** Start Passage to read **
Heidegger and the Mystical Tradition1


Reiner Schürmann


I should much prefer avoiding the adjective “mystical.” It evokes representations far too mixed to produce any clear understanding. I can think of no other word however to name a certain tradition in both Western and Eastern history. I shall use it therefore as a title for the cultural fact of accounts of an experience of thinking, in which one fundamental attitude manifests itself throughout an itinerary of human existence and which tends to make this itinerary the very condition for the understanding of truth.

Otto Pöggeler2 mentions that Heidegger can claim the authority of the mystical tradition when he thinks the “without why” of Being. This raises at least two questions: a) If Heidegger’s thought “and” mysticism can be put together, of what kind is their relation? b) Is there any such thing as “the” mystical tradition?—Both questions are formidable. The answer to the second question will remain implicit in this paper, as I shall certainly not attempt a dialogue between cultures. Some Japanese Buddhists (Shizuteru Ueda, Minoru Nambara, Daisetsu Teitaro Suzuki, Keiji Nishitani, Hugo Makibi Enomiya) who have written on Meister Eckhart find in him the basic intuition of Zen. I shall rather try to look at the “matter” that manifests itself as the unity of the three elements: the experience of a path, the attitude of Releasement (Gelassenheit) and an appropriate mode of thinking. This may lead us to become suspicious of concepts and propositions.

In order to answer the first question mentioned above—the relation between Heidegger’s thought and what the tradition calls mysticism—I shall try to trace these three elements, in Meister Eckhart. This choice is not arbitrary. Eckhart inaugurates a tradition. He is not only the father of the “Rhineland Mystics” of the fourteenth century, but he is also sometimes considered to be an ancestor of German Protestantism, Romanticism, and Idealism. The question is precisely: to what extent does Heidegger belong to this line of thinking? Does the “matter” Heidegger tries to remember show an essential kinship with the “matter” of the mystical experience? Or, to invert the question: Is there something in this experience that makes it resist, by its very nature, the fate of the metaphysical tradition? Did the judges of the Inquisition, when they condemned a list of theses of Meister Eckhart’s, act as lieutenants of onto-theological thought against another mode of thought whose time had perhaps not yet come? Bernhard Welte suggests this: “The trial against the theses of the Master before the Pope’s court at Avignon gives the impression of a trial brought in action by Being itself against him who daringly forestalls its destiny.”3

I shall now present briefly four stages, or rather four intelligible moments, on the path which constitutes the central experience of Meister Eckhart. I shall then compare the result to a particular aspect of Heidegger’s thought.


I. THE DYNAMICS OF RELEASEMENT

Two preliminary remarks:

1) Dissimilarity

“All creatures are pure nothingness. I do not say they are small or petty: they are pure nothingness.”5 The total dissimilarity between man and God lies in the fact that God possesses being while the creature does not possess being. The creature receives being from elsewhere. Outside God, there is pure nothingness. Esse est Deus [Being is God]: Eckhart reverses the Scholastic formula Deus est ipsum esse [God is Being itself]: he thus destroys any proportionality between man and God and comes perhaps closer to Spinoza than to Aquinas. The being of creatures which is negated is called iht: they have no iht, they are niht, nothing. Iht designates the quality of being as such, the entitas of ens or the ousia of on. To say that all creatures are pure nothingness means literally that their fact-to-be is negated. They cannot be represented as beings: their iht is God’s, not theirs. Releasement here will lead man to move amongst things, all the while knowing that they are nothing in themselves; it will lead him to resemble nothing and nobody. In some aspects, Releasement may have, in this sense, an ascetic connotation and may then produce detachment (Abgeschiedenheit). However, the nothingness of creatures is sufficiently understood neither as an ontological thesis, nor as a moral “ought.” It arises from and leads to another mode of thought.
** End Passage to read **
** Start Items **
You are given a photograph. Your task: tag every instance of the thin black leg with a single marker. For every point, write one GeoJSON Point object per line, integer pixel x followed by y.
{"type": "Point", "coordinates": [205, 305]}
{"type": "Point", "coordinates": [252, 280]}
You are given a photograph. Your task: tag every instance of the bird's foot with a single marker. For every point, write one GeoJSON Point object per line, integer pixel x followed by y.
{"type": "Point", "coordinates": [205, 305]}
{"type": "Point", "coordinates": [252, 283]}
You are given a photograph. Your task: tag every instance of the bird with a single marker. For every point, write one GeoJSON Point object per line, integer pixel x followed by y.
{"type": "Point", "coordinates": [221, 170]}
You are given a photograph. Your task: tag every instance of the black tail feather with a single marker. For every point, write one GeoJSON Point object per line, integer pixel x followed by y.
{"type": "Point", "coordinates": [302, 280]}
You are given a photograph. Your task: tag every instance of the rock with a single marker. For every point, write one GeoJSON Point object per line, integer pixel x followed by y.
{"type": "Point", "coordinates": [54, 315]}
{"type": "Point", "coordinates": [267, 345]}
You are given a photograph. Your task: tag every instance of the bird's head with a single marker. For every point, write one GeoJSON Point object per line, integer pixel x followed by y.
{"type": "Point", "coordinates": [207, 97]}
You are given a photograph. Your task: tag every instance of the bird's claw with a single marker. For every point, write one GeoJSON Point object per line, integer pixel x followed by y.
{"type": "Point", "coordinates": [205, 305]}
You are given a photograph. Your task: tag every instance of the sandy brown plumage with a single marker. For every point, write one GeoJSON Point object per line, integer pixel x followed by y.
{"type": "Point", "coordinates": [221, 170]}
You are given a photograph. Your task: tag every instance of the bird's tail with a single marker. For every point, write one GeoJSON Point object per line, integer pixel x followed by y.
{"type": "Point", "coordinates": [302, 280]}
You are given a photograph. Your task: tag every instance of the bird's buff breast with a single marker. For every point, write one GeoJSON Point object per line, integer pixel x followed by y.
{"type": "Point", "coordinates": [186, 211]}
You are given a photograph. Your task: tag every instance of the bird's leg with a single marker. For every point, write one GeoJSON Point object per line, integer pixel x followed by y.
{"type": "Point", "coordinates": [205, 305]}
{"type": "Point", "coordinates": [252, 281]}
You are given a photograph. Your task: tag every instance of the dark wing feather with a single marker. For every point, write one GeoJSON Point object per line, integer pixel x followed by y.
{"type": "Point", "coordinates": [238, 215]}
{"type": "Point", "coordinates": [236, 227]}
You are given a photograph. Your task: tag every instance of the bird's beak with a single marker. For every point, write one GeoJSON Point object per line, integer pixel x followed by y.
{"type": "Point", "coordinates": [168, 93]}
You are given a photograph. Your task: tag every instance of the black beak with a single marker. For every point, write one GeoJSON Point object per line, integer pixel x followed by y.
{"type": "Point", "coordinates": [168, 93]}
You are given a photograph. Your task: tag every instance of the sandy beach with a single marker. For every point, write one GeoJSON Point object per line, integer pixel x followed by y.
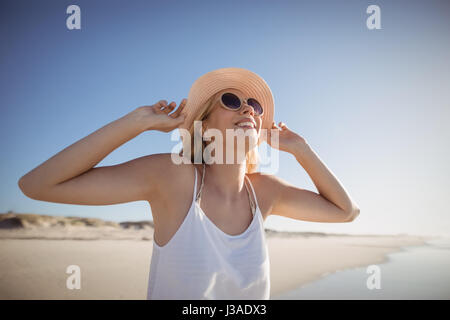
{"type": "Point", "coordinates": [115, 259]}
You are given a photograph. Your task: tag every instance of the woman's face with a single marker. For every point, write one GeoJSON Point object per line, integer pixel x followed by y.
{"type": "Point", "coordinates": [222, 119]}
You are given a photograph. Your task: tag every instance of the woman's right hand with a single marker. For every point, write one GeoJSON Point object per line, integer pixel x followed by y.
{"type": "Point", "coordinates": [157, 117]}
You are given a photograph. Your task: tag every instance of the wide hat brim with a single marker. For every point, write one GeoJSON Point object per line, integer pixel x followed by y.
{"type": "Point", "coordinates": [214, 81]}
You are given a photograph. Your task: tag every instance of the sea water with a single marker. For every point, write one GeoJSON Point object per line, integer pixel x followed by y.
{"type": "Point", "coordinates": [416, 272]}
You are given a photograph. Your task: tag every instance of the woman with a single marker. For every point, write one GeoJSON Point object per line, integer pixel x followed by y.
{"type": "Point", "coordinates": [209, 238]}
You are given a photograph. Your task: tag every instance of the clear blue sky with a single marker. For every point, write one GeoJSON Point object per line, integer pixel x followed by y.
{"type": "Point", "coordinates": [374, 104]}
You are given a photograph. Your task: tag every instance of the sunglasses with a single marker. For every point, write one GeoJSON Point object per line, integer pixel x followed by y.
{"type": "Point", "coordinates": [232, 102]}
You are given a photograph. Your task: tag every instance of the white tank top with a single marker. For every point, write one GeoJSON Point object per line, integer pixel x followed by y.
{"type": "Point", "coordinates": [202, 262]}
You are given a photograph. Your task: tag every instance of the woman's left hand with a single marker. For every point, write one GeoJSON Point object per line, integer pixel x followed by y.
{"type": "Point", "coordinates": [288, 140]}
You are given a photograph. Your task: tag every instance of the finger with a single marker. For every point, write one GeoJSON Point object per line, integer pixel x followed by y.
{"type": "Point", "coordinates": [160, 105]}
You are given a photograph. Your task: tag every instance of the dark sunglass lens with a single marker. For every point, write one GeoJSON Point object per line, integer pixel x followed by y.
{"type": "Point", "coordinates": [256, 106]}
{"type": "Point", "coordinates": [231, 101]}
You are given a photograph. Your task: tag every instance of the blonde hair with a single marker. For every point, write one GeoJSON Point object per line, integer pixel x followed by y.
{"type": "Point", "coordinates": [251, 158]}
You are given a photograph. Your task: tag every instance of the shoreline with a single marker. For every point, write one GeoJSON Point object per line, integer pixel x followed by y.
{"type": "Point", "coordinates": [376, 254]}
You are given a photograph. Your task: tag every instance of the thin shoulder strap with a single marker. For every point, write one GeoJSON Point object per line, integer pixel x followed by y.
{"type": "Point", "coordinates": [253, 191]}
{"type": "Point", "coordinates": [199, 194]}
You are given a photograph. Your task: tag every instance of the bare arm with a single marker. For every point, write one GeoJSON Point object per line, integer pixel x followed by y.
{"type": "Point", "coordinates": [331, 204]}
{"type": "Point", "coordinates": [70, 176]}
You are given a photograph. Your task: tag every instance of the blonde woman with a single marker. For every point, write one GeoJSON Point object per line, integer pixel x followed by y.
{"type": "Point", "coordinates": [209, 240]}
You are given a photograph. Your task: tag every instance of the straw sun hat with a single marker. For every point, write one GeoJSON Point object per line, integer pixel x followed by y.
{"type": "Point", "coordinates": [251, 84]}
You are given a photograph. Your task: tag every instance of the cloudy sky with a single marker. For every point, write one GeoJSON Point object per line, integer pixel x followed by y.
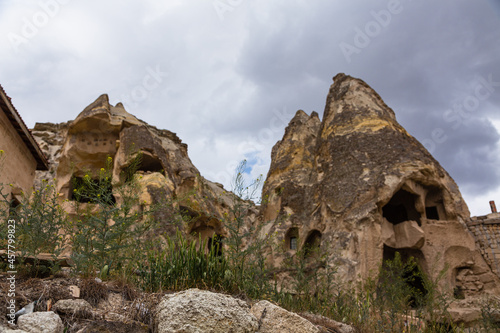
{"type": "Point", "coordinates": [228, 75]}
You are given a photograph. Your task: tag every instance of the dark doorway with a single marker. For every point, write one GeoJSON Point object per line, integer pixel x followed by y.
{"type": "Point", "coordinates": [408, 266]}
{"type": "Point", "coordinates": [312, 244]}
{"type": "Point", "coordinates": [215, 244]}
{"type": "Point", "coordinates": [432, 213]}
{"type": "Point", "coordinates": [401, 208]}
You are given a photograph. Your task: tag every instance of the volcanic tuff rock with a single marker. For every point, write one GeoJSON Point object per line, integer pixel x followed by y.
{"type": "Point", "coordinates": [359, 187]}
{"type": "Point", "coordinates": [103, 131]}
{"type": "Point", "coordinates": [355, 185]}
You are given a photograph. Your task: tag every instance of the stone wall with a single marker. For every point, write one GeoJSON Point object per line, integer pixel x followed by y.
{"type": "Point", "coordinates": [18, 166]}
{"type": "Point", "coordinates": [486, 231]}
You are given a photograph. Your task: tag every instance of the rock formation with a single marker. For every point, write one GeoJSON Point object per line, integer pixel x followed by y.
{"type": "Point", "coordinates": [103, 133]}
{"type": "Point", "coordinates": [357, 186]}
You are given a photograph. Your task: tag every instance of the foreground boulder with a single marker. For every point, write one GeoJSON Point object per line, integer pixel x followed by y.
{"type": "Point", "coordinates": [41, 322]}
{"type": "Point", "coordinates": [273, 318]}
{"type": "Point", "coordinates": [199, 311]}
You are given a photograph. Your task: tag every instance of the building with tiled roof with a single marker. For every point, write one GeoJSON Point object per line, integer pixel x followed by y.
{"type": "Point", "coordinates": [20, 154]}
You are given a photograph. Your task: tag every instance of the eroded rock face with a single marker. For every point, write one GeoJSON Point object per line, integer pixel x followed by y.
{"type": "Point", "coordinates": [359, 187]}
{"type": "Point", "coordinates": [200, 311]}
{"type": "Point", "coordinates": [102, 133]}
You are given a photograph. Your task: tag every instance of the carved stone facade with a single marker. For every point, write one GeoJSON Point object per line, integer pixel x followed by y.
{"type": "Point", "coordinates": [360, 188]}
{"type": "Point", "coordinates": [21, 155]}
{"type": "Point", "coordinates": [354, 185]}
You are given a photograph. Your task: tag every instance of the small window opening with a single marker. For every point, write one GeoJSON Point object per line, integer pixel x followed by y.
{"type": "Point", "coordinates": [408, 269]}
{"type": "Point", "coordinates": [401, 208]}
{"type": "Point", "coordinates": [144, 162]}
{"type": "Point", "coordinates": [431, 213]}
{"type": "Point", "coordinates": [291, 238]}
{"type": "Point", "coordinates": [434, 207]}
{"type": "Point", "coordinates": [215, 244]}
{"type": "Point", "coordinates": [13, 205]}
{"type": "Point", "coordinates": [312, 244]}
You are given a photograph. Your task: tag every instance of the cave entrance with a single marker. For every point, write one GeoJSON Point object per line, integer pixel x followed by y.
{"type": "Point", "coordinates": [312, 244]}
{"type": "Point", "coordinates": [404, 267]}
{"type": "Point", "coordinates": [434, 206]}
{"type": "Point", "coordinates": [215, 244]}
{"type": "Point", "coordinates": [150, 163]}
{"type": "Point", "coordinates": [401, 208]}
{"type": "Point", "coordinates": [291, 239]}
** End Items **
** Start Items **
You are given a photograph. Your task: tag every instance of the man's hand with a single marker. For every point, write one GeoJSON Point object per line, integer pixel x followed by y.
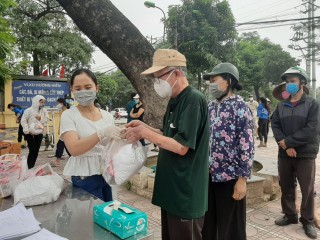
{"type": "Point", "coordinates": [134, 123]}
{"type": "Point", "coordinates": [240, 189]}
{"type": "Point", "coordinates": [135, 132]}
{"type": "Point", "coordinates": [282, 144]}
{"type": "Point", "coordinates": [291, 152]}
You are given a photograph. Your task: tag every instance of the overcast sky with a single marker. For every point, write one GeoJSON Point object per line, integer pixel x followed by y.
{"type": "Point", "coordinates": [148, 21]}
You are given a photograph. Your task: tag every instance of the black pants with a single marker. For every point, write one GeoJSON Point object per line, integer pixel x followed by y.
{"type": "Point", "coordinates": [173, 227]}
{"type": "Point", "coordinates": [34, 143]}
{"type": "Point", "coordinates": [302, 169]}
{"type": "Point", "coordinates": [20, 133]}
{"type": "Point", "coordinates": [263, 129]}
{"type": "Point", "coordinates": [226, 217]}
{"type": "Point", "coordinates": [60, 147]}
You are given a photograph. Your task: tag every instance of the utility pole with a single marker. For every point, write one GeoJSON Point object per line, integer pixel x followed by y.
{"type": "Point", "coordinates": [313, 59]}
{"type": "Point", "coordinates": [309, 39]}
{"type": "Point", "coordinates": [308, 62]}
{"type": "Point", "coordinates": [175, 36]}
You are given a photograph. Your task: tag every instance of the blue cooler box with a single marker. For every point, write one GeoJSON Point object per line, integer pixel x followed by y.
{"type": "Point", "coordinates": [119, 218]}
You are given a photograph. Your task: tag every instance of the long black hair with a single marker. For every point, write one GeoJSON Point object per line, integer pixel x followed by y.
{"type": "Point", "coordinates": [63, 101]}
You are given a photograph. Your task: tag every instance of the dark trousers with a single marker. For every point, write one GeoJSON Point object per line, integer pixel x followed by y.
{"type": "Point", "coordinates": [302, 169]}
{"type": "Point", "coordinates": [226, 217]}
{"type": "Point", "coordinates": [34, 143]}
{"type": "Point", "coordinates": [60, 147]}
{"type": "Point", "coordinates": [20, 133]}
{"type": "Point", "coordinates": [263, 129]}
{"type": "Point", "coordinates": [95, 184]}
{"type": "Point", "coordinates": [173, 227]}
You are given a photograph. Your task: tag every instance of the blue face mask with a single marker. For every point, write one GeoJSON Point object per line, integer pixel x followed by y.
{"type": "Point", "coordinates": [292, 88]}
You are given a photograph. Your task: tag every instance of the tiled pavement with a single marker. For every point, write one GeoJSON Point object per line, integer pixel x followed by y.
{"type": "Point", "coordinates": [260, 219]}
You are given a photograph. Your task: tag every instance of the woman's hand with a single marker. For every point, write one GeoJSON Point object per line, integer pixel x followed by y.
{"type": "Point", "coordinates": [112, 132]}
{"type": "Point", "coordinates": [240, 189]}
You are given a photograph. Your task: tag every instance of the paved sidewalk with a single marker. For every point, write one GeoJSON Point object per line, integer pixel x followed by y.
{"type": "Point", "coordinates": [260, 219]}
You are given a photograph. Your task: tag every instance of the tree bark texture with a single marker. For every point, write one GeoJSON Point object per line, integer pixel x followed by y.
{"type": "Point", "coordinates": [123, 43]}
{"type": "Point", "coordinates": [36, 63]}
** End Items **
- _Work to do_:
A - Reproduce the Heidegger essay word for word from "I shall now" to "of Heidegger’s thought.".
B - Return each line of the records that contains the string "stone", treating uppercase and lowercase as different.
The records are unrelated to the Heidegger essay.

- _Task-by-task solutions_:
A -
I shall now present briefly four stages, or rather four intelligible moments, on the path which constitutes the central experience of Meister Eckhart. I shall then compare the result to a particular aspect of Heidegger’s thought.

B -
You are given a photograph. Your task: tag every instance of the stone wall with a single marker. For every point, write one GeoJSON Point object per line, integer pixel x followed by y.
You are given a photograph. Your task: tag every instance of the carved stone facade with a single marker. For every point, write one GeoJSON Point object per line, integer pixel x followed by y.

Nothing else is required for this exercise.